Set task -> Retype all material exactly. Pictures stay out of the copy.

◆ ◆ ◆ ◆ ◆ ◆ ◆

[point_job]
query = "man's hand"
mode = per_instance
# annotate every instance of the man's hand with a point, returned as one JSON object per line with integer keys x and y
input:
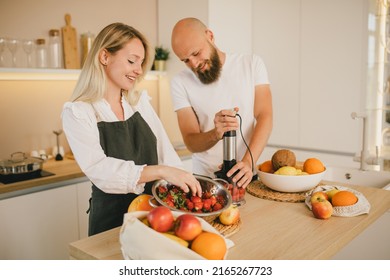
{"x": 225, "y": 120}
{"x": 244, "y": 175}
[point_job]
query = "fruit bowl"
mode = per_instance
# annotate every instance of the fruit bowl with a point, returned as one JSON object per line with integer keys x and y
{"x": 290, "y": 183}
{"x": 208, "y": 185}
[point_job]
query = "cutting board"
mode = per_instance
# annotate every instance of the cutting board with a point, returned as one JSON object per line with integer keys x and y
{"x": 69, "y": 42}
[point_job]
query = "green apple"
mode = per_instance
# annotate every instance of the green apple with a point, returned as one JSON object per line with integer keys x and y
{"x": 331, "y": 193}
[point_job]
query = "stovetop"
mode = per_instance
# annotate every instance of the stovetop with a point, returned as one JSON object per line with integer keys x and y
{"x": 14, "y": 178}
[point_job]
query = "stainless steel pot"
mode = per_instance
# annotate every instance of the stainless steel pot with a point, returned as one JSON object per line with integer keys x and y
{"x": 19, "y": 163}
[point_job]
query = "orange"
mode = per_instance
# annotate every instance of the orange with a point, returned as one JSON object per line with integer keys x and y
{"x": 140, "y": 203}
{"x": 266, "y": 166}
{"x": 313, "y": 165}
{"x": 210, "y": 245}
{"x": 344, "y": 198}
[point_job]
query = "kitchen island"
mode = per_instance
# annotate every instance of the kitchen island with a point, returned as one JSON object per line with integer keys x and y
{"x": 269, "y": 230}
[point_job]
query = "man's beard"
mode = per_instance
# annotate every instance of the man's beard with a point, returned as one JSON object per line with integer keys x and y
{"x": 210, "y": 75}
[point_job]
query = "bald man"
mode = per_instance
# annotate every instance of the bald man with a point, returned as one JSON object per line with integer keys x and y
{"x": 205, "y": 94}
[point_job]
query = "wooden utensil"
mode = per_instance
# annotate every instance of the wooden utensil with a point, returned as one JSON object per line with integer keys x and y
{"x": 69, "y": 41}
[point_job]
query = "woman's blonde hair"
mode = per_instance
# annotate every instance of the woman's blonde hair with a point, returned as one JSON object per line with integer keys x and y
{"x": 91, "y": 84}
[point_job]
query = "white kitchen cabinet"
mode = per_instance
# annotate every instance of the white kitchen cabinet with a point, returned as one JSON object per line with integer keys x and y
{"x": 316, "y": 55}
{"x": 371, "y": 244}
{"x": 40, "y": 225}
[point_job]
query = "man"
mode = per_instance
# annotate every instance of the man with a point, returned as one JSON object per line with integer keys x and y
{"x": 204, "y": 97}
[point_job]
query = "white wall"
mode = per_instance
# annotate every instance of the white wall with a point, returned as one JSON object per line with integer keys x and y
{"x": 25, "y": 19}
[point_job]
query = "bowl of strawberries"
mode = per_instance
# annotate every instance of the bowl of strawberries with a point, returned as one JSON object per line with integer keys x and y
{"x": 215, "y": 198}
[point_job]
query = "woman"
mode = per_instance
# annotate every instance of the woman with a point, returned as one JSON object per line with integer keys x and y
{"x": 113, "y": 131}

◆ ◆ ◆ ◆ ◆ ◆ ◆

Reply to the exercise ->
[point_job]
query = "man's hand"
mode = per_instance
# annotate every instance of the man's hand with a point, returned as one JSON object per line with integer keys x and y
input:
{"x": 225, "y": 120}
{"x": 244, "y": 175}
[point_job]
query = "fruit bowl"
mode = per_instance
# annotate every instance of the fruit bowl with a point, returned as one JSON object per line with integer keys x and y
{"x": 290, "y": 183}
{"x": 208, "y": 185}
[point_job]
query = "cutting board"
mode = per_instance
# annotate every instance of the cutting board with a point, returned as one JSON object per line with integer keys x and y
{"x": 69, "y": 42}
[point_job]
query = "green apple"
mode = per_instance
# annotate every instance of the green apple with a point, returned as one JSON object per line with integer keys x and y
{"x": 331, "y": 193}
[point_job]
query = "stovetop"
mode = per_instance
# annotate every instance of the stovetop with a point, returned as one JSON object per line with integer keys x and y
{"x": 14, "y": 178}
[point_job]
query = "stainless steel pot"
mode = per_instance
# annotate every instance of the stainless steel pot with a point, returned as one JSON object per line with integer keys x and y
{"x": 19, "y": 163}
[point_job]
query = "orange"
mode = per_instance
# annotate every instance of the orange with a point, returned as one JSON object per line with integer keys x and y
{"x": 140, "y": 203}
{"x": 266, "y": 166}
{"x": 313, "y": 165}
{"x": 210, "y": 245}
{"x": 344, "y": 198}
[point_job]
query = "kitchen island"
mode = per_instance
# annotate every instance of the kitchen island with a point, returned as one JSON object per line with integer keys x and y
{"x": 269, "y": 230}
[point_job]
query = "man's beard"
mode = per_instance
# annotate every instance of the man's beard with a point, returned as one JSON object per line with integer keys x and y
{"x": 210, "y": 75}
[point_job]
query = "bald man"
mode = per_instance
# annotate every instance of the bald man with a point, returned as one JSON object per line with integer keys x and y
{"x": 205, "y": 94}
[point_job]
query = "wooden utensil"
mode = per_instance
# annotate every instance of the wooden utensil with a point, returned as one JSON object per line with integer keys x and y
{"x": 69, "y": 41}
[point_job]
query = "woman's blonde hair"
mode = per_instance
# annotate every instance of the woman's blonde hair with a point, returned as one JSON object per line with integer keys x and y
{"x": 91, "y": 84}
[point_job]
query = "white kitchen cabinet"
mode = per_instance
# annotate every instance of the white kitchen cabinet with a point, returned as one JSON object per line with integer keys x and y
{"x": 316, "y": 55}
{"x": 371, "y": 244}
{"x": 40, "y": 225}
[point_job]
query = "man"
mode = per_instance
# annotate every instance of the man with a point, returned as one JSON object per line with integer keys x and y
{"x": 204, "y": 97}
[point_job]
query = "white wall"
mode = per_instance
# annotate every instance of the white wall with a point, returned as one JSON object per line with integer keys x and y
{"x": 25, "y": 19}
[point_job]
query = "bowl of strawberries"
mode = per_instance
# annotate every instance of the bowl of strawberries with a point, returned as one JSON object per line with integer keys x and y
{"x": 215, "y": 198}
[point_job]
query = "woman"
mode = per_instance
# annotate every instance of the woman with a point, returned as one JSON object per line with integer keys x and y
{"x": 113, "y": 131}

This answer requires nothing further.